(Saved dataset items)

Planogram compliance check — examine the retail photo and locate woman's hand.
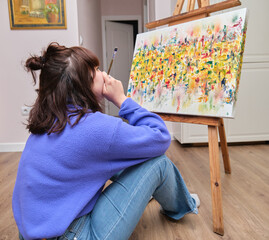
[103,72,127,108]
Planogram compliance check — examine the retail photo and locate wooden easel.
[146,0,241,235]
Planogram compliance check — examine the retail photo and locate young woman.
[12,43,199,240]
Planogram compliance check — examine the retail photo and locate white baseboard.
[0,134,175,152]
[0,142,25,152]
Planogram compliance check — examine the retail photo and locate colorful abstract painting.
[127,9,246,117]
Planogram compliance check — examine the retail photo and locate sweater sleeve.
[105,98,171,170]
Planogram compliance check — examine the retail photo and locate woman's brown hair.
[25,43,102,134]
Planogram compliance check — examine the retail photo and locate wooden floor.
[0,141,269,240]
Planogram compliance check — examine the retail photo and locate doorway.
[102,16,141,116]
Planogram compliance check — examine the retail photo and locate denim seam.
[101,159,162,240]
[103,192,121,216]
[111,179,128,192]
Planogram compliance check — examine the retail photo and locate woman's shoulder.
[79,112,122,129]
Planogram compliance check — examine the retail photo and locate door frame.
[102,15,142,70]
[101,15,142,113]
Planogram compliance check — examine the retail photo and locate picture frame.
[8,0,67,30]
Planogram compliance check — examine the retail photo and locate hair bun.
[25,56,45,71]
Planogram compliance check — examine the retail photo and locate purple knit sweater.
[12,98,171,240]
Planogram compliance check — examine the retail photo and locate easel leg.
[219,118,231,174]
[208,126,224,235]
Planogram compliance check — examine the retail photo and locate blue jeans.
[18,155,198,240]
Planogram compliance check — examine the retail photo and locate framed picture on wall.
[8,0,67,29]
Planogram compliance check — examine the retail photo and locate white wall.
[101,0,143,16]
[0,0,78,152]
[78,0,103,66]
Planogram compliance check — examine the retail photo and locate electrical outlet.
[21,106,31,116]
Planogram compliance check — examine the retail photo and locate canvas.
[127,9,246,117]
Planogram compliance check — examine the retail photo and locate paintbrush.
[107,47,118,75]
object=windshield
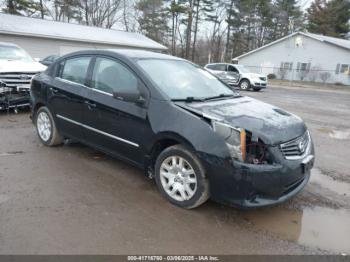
[235,65,250,73]
[138,59,235,99]
[0,45,33,62]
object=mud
[245,207,350,254]
[0,88,350,254]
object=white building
[0,14,167,58]
[233,32,350,85]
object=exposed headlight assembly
[213,121,247,162]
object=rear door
[48,56,92,139]
[84,56,152,163]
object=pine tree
[307,0,350,37]
[2,0,41,16]
[136,0,169,45]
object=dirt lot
[0,85,350,254]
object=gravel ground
[0,85,350,254]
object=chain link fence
[245,64,350,86]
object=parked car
[39,55,60,66]
[0,42,46,110]
[31,50,314,208]
[204,63,267,91]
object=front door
[48,56,92,139]
[84,57,152,164]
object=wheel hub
[160,156,197,201]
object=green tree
[136,0,169,45]
[307,0,350,37]
[272,0,304,40]
[1,0,41,16]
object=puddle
[0,151,24,156]
[329,130,350,140]
[310,168,350,195]
[318,127,350,140]
[243,207,350,253]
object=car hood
[247,73,266,78]
[0,60,46,73]
[177,97,306,145]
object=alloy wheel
[36,111,52,142]
[160,156,197,202]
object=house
[233,32,350,85]
[0,14,167,58]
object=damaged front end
[0,81,30,111]
[210,115,314,208]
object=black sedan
[31,50,314,208]
[39,55,60,66]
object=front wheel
[155,145,209,209]
[239,79,250,90]
[35,106,63,146]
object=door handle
[50,87,58,94]
[85,101,96,110]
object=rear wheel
[155,145,209,209]
[35,106,63,146]
[239,79,250,90]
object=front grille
[0,72,37,89]
[280,131,311,160]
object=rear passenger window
[91,58,138,94]
[207,64,226,71]
[61,57,91,85]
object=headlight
[213,121,246,162]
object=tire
[239,79,250,90]
[35,106,63,146]
[155,145,209,209]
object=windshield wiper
[204,94,239,101]
[171,96,204,103]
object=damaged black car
[31,50,314,208]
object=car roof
[61,49,185,61]
[106,49,183,60]
[0,42,19,47]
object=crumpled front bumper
[202,141,314,208]
[0,87,30,111]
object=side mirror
[113,91,146,105]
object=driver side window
[228,65,239,74]
[91,57,139,94]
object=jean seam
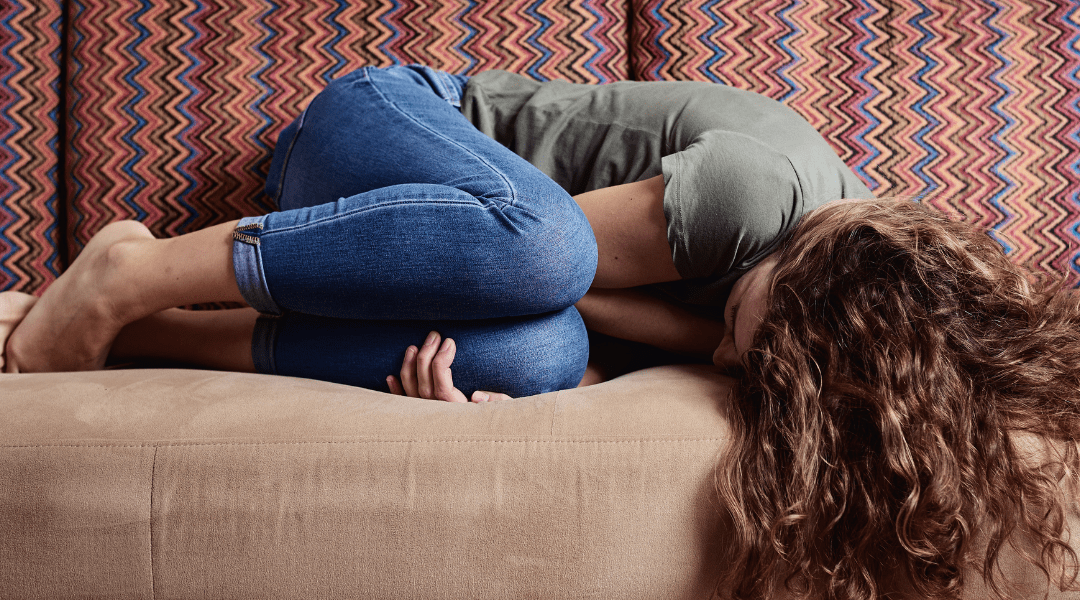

Task brief:
Give each line of the listing above as a numbered list, skipping any blank lines. Leave the pictures out of your answer.

Exercise output:
1. Planogram compliance check — examine the retail photo and locate woman's hand.
2. [103,72,127,108]
3. Planogram compliance check — examine the retail photo and locate wooden easel.
4. [146,0,241,235]
5. Planogram compliance check — examine the retail photo and locate young woman.
6. [12,43,199,240]
7. Planogram compliance check — examine the retail photo and locate white baseboard.
8. [0,134,175,152]
9. [0,142,25,152]
10. Planogram compliance check — examine the retail photo and locate colorful abstract painting.
11. [127,9,246,117]
12. Planogram compliance check — examine the retail photo and locate sweater sleeve.
13. [105,98,171,170]
14. Planogram compliance check — examine the retail photo and locate woman's brown hair.
15. [25,43,102,134]
16. Planogram compliance check — examine the retail photo and locate wooden floor.
17. [0,141,269,240]
18. Planogram compliance check — examine the retail photo and locate doorway.
19. [102,16,141,116]
20. Planogram compliance check — examine the retail photo and locate denim seam.
21. [101,159,162,240]
22. [103,192,121,216]
23. [111,179,128,192]
24. Planogram compliance check — examine the retail photo and locate woman's shoulder.
25. [79,112,122,129]
26. Planogram compliance check — examine the retail photo and locate door frame.
27. [102,15,142,70]
28. [101,15,142,113]
29. Planogram compliance check — examine the retail photo and locate picture frame.
30. [8,0,67,30]
31. Planogram compliance check — examine the retail photo and locate hair bun.
32. [25,56,45,71]
33. Planogram compliance check — examine the retail photo and locate purple knit sweater.
34. [12,98,171,240]
35. Planogram compliance check — examine the retail photo and locate easel leg.
36. [219,118,231,174]
37. [208,126,224,235]
38. Planogram compliance check — examine the retail photo and locate blue jeans.
39. [18,155,198,240]
40. Planogram compliance check — examine the retail photo and locate framed picture on wall.
41. [8,0,67,29]
42. Planogram compliance check — examine the retail photo and locate white wall.
43. [101,0,143,16]
44. [0,0,78,152]
45. [78,0,103,66]
46. Planogram compliance check — examine the retail photo and locate electrical outlet.
47. [21,106,31,116]
48. Planogram compliance check — examine the retail photo and locate canvas.
49. [127,9,246,117]
50. Planogram compliance check — examine the retail photo and locate paintbrush.
51. [107,47,118,75]
52. object=windshield
53. [235,65,250,73]
54. [138,59,235,99]
55. [0,45,33,62]
56. object=mud
57. [245,207,350,254]
58. [0,88,350,254]
59. object=white building
60. [0,14,167,58]
61. [233,32,350,85]
62. object=exposed headlight assembly
63. [213,121,247,162]
64. object=rear door
65. [48,56,92,139]
66. [84,56,152,163]
67. object=pine tree
68. [307,0,350,37]
69. [2,0,41,16]
70. [136,0,169,45]
71. object=dirt lot
72. [0,85,350,254]
73. object=gravel ground
74. [0,85,350,254]
75. object=chain link fence
76. [245,64,350,86]
77. object=parked car
78. [39,55,60,66]
79. [0,42,46,110]
80. [31,50,314,208]
81. [204,63,267,91]
82. object=front door
83. [48,56,92,139]
84. [84,57,152,164]
85. object=wheel hub
86. [160,156,197,201]
87. object=green tree
88. [136,0,169,45]
89. [307,0,350,37]
90. [272,0,304,40]
91. [1,0,41,16]
92. object=puddle
93. [0,151,24,156]
94. [329,130,350,140]
95. [310,168,350,195]
96. [318,127,350,140]
97. [243,207,350,253]
98. object=car hood
99. [247,73,266,78]
100. [0,60,46,73]
101. [177,97,306,145]
102. object=alloy wheel
103. [36,111,52,142]
104. [160,156,197,202]
105. object=house
106. [233,32,350,85]
107. [0,14,167,58]
108. object=damaged front end
109. [0,81,30,111]
110. [210,115,314,208]
111. object=black sedan
112. [31,50,314,208]
113. [39,55,60,66]
114. object=front wheel
115. [155,145,209,209]
116. [239,79,250,90]
117. [35,106,63,146]
118. object=door handle
119. [50,87,58,94]
120. [85,101,96,110]
121. object=rear wheel
122. [155,145,209,209]
123. [35,106,63,146]
124. [239,79,250,90]
125. object=front grille
126. [0,72,37,89]
127. [280,131,311,160]
128. object=rear passenger window
129. [91,58,138,94]
130. [207,64,226,71]
131. [61,57,91,85]
132. object=headlight
133. [213,121,246,162]
134. object=tire
135. [239,79,250,90]
136. [35,106,63,146]
137. [155,145,209,209]
138. object=windshield wiper
139. [204,94,239,101]
140. [171,96,204,103]
141. object=damaged black car
142. [31,50,314,208]
143. object=car roof
144. [61,49,185,61]
145. [106,49,183,60]
146. [0,42,19,47]
147. object=crumpled front bumper
148. [202,141,314,208]
149. [0,87,30,111]
150. object=side mirror
151. [113,91,146,105]
152. object=driver side window
153. [228,65,239,74]
154. [91,57,139,94]
155. object=jean seam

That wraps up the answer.